-- EXERCISE DETAILS --
The records below must be written out exactly, with every picture left behind.

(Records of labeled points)

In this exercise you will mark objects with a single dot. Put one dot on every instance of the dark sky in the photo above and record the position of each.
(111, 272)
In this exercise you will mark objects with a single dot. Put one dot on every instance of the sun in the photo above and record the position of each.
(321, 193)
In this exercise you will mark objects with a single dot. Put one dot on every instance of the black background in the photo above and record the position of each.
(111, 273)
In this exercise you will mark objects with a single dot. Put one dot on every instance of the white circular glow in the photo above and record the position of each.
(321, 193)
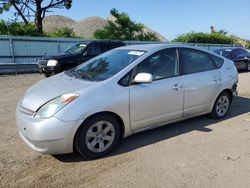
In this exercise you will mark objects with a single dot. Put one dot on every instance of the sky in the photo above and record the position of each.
(170, 17)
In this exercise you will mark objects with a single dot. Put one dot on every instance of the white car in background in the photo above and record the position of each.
(121, 92)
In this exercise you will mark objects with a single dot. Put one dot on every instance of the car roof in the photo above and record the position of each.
(229, 48)
(154, 47)
(100, 41)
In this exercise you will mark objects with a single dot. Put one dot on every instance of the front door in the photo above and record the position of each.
(159, 101)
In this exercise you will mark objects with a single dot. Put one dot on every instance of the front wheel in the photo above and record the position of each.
(221, 106)
(97, 136)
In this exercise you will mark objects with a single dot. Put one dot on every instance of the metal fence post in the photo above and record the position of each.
(12, 51)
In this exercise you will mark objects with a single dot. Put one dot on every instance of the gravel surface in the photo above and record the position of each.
(200, 152)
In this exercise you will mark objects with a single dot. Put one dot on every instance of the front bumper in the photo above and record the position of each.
(47, 136)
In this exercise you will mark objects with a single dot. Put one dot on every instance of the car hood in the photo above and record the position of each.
(50, 88)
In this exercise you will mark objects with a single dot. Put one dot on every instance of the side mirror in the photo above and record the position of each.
(143, 78)
(85, 53)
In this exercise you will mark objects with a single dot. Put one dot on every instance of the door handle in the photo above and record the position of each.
(217, 80)
(177, 87)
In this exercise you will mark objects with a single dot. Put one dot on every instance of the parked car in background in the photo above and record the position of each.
(239, 56)
(121, 92)
(75, 55)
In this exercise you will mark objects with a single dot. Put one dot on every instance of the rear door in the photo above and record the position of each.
(161, 100)
(202, 80)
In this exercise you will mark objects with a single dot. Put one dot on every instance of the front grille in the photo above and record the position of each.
(26, 111)
(42, 62)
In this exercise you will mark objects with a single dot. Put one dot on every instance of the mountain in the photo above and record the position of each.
(84, 28)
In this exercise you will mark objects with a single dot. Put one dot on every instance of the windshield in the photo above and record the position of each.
(106, 65)
(76, 48)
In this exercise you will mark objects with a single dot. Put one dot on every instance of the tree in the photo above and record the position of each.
(121, 27)
(65, 32)
(25, 9)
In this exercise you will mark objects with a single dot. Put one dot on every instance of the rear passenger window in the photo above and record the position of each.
(162, 64)
(193, 61)
(218, 61)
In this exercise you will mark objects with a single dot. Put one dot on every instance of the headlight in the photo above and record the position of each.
(52, 107)
(52, 63)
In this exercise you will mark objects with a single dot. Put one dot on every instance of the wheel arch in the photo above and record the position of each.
(227, 90)
(121, 123)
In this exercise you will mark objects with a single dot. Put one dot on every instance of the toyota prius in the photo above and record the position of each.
(91, 107)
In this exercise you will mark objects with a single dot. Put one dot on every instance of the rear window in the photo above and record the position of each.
(217, 61)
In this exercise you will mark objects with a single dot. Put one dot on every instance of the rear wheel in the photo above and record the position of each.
(46, 75)
(97, 136)
(221, 106)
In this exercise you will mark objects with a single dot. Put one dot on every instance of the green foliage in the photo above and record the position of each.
(123, 28)
(17, 28)
(64, 32)
(21, 29)
(212, 38)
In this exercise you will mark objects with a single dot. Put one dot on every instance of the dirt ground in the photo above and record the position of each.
(199, 152)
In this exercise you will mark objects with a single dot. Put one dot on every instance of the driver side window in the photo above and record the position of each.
(162, 64)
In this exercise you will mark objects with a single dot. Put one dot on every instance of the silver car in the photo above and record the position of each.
(121, 92)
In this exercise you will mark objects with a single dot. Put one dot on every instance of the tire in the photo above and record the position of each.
(97, 136)
(221, 106)
(46, 75)
(248, 67)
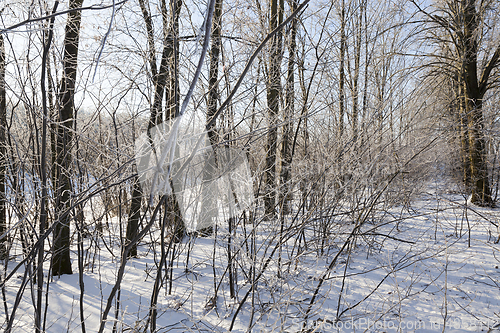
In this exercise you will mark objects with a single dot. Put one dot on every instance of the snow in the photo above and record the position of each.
(410, 270)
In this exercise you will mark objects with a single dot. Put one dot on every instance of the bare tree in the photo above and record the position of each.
(61, 263)
(462, 25)
(3, 154)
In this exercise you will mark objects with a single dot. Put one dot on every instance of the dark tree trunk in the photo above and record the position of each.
(61, 263)
(480, 188)
(209, 201)
(286, 153)
(3, 153)
(273, 98)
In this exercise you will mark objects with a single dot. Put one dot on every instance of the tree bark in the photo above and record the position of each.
(61, 263)
(273, 97)
(3, 154)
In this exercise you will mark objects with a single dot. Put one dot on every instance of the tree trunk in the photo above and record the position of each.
(3, 154)
(286, 153)
(209, 201)
(61, 263)
(480, 188)
(273, 97)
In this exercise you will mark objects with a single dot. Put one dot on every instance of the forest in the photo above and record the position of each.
(249, 166)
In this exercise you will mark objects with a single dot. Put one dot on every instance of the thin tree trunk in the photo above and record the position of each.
(61, 263)
(273, 97)
(286, 153)
(3, 154)
(209, 202)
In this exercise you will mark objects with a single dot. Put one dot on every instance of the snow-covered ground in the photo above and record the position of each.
(428, 266)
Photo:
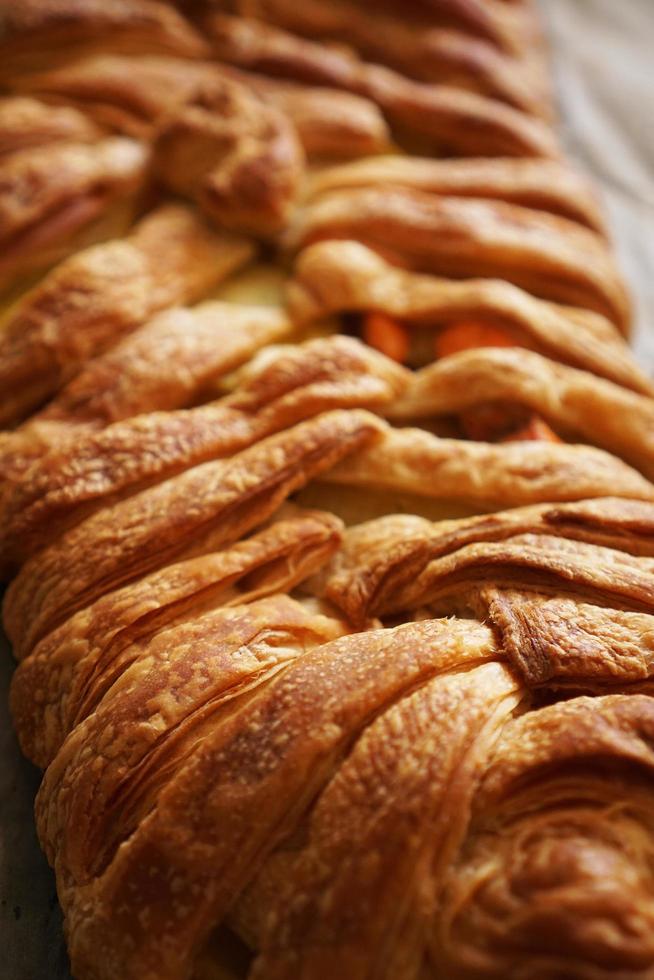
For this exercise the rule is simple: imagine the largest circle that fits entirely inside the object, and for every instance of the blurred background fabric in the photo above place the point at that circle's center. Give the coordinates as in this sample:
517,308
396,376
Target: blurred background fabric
602,63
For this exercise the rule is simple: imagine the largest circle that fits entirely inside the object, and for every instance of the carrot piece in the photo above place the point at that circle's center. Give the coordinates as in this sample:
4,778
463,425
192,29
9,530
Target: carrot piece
468,334
386,335
535,430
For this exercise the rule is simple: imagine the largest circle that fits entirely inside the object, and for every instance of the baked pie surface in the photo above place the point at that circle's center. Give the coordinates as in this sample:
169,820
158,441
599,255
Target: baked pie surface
327,496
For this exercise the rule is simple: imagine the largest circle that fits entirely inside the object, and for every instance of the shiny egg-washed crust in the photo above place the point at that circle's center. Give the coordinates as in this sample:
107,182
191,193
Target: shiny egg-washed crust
488,474
434,116
544,185
91,471
548,255
52,197
603,548
507,28
70,665
26,123
194,512
345,276
252,720
424,732
167,363
171,257
237,156
39,34
573,401
445,54
135,97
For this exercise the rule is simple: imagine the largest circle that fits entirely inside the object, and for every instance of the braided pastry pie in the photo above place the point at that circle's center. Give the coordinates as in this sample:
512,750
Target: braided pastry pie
326,498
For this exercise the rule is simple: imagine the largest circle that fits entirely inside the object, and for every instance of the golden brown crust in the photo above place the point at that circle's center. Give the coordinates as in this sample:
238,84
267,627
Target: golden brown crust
428,51
100,468
345,276
251,721
437,117
197,511
385,565
27,123
558,846
558,642
74,665
129,95
53,198
509,474
287,739
506,28
171,361
544,185
407,788
329,122
91,299
136,97
575,402
238,157
547,255
42,33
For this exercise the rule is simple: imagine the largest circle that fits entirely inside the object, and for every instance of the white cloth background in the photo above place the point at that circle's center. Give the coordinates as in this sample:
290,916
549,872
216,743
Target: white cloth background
602,58
604,74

-- SOLUTION TO THE PROBLEM --
In this exercise you will mark objects with a single dot. Put one dot on every instance of the dark sky in the photo above and record the position of each.
(111, 272)
In this exercise you will mark objects with a single dot. Put one dot on every instance of the sun in the photo above and record the position of each.
(321, 193)
In this exercise you will mark objects with a single dot. Put one dot on every instance of the black background in the photo above and record the position of each.
(111, 273)
In this exercise you will mark objects with a single dot. Put one dot on every instance of the white circular glow in the photo above and record the position of each.
(321, 193)
In this exercise you will mark objects with a single dot. Put one dot on every instance of the sky in the photo above and record the position of each.
(170, 17)
In this exercise you will mark objects with a single dot. Put one dot on every instance of the white car in background in the photo above and record the position of each.
(121, 92)
In this exercise you will mark objects with a single dot. Put one dot on every instance of the car roof in the photo above and record the position of each.
(229, 48)
(154, 47)
(100, 41)
In this exercise you will mark objects with a single dot. Put one dot on every instance of the front door in the photo above and record the position of each.
(159, 101)
In this exercise you will mark objects with a single dot. Put one dot on every instance of the front wheel in the photo above and record the position of each.
(221, 106)
(97, 136)
In this exercise you will mark objects with a single dot. Put one dot on every instance of the metal fence post in the photo above and record the position of each.
(12, 51)
In this exercise you will mark objects with a single dot. Put one dot on every instance of the gravel surface in the photo above and record the position of each.
(200, 152)
In this exercise you will mark objects with a single dot. Put one dot on every instance of the front bumper in the photo above and record the position of each.
(47, 136)
In this exercise you will mark objects with a single dot. Put one dot on every instance of the car hood in the photo above and record the position of each.
(50, 88)
In this exercise you will mark objects with a single dot. Put one dot on every instance of the side mirror in the photo above and record the position of each.
(143, 78)
(85, 53)
In this exercise you will mark objects with a single dot. Put one dot on every instance of the door handle in the photo above and record the position of each.
(217, 80)
(177, 87)
In this exercise you will mark objects with a single dot. Put one dot on every instance of the parked car in background in the photo above and record the position of each.
(239, 56)
(121, 92)
(75, 55)
In this exercise you will mark objects with a single dot. Put one dot on every instance of the rear door in the photo above and record the position of each.
(161, 100)
(202, 80)
In this exercise you will mark objects with a single dot. Put one dot on every instance of the front grille in the photo above and record the position of each.
(26, 111)
(42, 62)
In this exercise you will mark objects with a single dot. Put one dot on every instance of the mountain in the photo above and record the position of each.
(84, 28)
In this exercise you will mark objects with a single dot. Put one dot on every instance of the windshield in the photo above and record the position of each.
(106, 65)
(76, 48)
In this exercise you will mark objects with a single dot. Put one dot on every instance of the tree in the photo above and record the position of each.
(121, 27)
(65, 32)
(25, 9)
In this exercise you will mark objects with a single dot. Put one dot on every instance of the rear passenger window in the photo above and record the position of each.
(162, 64)
(193, 61)
(218, 61)
In this exercise you will mark objects with a single dot. Put one dot on every instance of the headlight in the photo above and record the position of each.
(52, 107)
(52, 63)
In this exercise you will mark objects with a single dot. Put one dot on every instance of the wheel arch in the photo above and record the position of each.
(227, 90)
(121, 123)
In this exercise you will mark objects with a single dot. Put one dot on every instance of the toyota prius in the photo above and record the position of each.
(91, 107)
In this exercise you will mark objects with a single dot. Put one dot on every instance of the rear window in the photo above and record the position of each.
(217, 61)
In this exercise you will mark objects with a single dot. Put one dot on every instance of the rear wheel in the photo above and record the position of each.
(46, 75)
(97, 136)
(221, 106)
In this exercise you will mark objects with a single dot. Put one dot on every instance of the green foliage in the photo above and record the position of each.
(123, 28)
(17, 28)
(64, 32)
(21, 29)
(212, 38)
In this exercise you will mark objects with a single dot. Put one dot on every instance of the dirt ground in the photo above and record the position of each.
(199, 152)
In this exercise you will mark objects with a single dot. Put one dot on every instance of the driver side window in the photo above and record the position of each.
(162, 64)
In this exercise you will mark objects with a single dot. Put one dot on every instance of the silver car in the photo above and record the position of each.
(121, 92)
In this exercise you will mark objects with a single dot. Put one dot on every instance of the tire in the photo above and record the position of each.
(97, 136)
(221, 106)
(46, 75)
(248, 67)
In this exercise you will mark objects with a single dot. Put one dot on every instance of the snow in the photo above and record the position of each.
(410, 270)
In this exercise you will mark objects with a single dot. Put one dot on every instance of the bare tree in the photo above and record the position of each.
(61, 263)
(462, 25)
(3, 154)
In this exercise you will mark objects with a single dot. Put one dot on every instance of the dark tree trunk in the photo above and record the position of each.
(61, 263)
(480, 188)
(209, 201)
(286, 153)
(3, 153)
(273, 98)
In this exercise you will mark objects with a single dot. Put one dot on every instance of the tree bark in the photo above and record the position of each.
(61, 263)
(273, 97)
(3, 154)
In this exercise you will mark objects with a single dot. Put one dot on every instance of the tree trunk in the photo above and record the position of each.
(3, 154)
(286, 153)
(209, 201)
(61, 263)
(480, 188)
(273, 97)
In this exercise you will mark objects with a single dot. Put one dot on every instance of the forest in the photo above and record the position of each.
(249, 166)
In this exercise you will mark objects with a single dot. Put one dot on every instance of the thin tree trunk in the photo above and record the position of each.
(61, 263)
(273, 97)
(286, 153)
(3, 154)
(209, 202)
In this exercise you will mark objects with a single dot. Put one dot on every instance of the snow-covered ground in the photo above and record the position of each.
(428, 266)
Photo:
For this exercise the rule is simple: imagine the largest circle that fits entirely inside the object, and for every instance of the blurred background fabric in the photo above place the point at that circle's center. Give the coordinates as in this sample:
517,308
396,376
Target: blurred background fabric
602,63
For this exercise the rule is simple: imagine the largest circle that fits entirely inside the object, and for every instance of the carrot piece in the photo above place the point at that circle's center. Give the coordinates as in this sample:
4,778
463,425
192,29
9,530
Target: carrot piece
468,334
386,335
535,430
For this exercise the rule is simple: imagine the largest circle that fits entirely inside the object, and for every instance of the baked pie surface in the photo above place the point at that circle's center. Give the coordinates as in this sample:
169,820
158,441
599,255
Target: baked pie surface
327,496
For this exercise the rule is simple: imagine the largest circle that fits entirely inside the object, and for every instance of the shiny egg-washed crust in the photo above place the point at that circle's center. Give the coordinates as in this sample:
107,182
191,193
Target: shiny egg-washed crust
488,474
434,116
544,185
91,471
548,255
52,197
603,548
507,28
70,665
26,123
194,512
345,276
252,720
424,732
167,363
171,257
237,156
39,34
573,401
445,54
135,97
For this exercise the rule is simple: imagine the largest circle that fits entirely inside the object, and for every instance of the braided pastry pie in the photo above place the point at that circle's center. Give the coordinates as in this sample:
512,750
Target: braided pastry pie
326,498
For this exercise the rule is simple: imagine the largest circle that fits entirely inside the object, and for every instance of the golden brown crust in the photo above place the point at that circle's center. Give the coordinates as in this sample:
238,84
267,627
Target: golden brown crust
428,51
100,468
345,276
251,721
437,117
197,511
385,565
27,123
558,846
558,642
74,665
129,95
53,198
509,474
287,739
506,28
171,361
544,185
407,788
329,122
91,299
136,97
575,402
238,157
547,255
42,33
For this exercise the rule is simple: imagine the largest circle that fits entirely inside the object, and for every instance of the white cloth background in the photo above place the point at that circle's center. Give the coordinates as in this sample:
290,916
549,872
216,743
Target: white cloth background
602,58
604,74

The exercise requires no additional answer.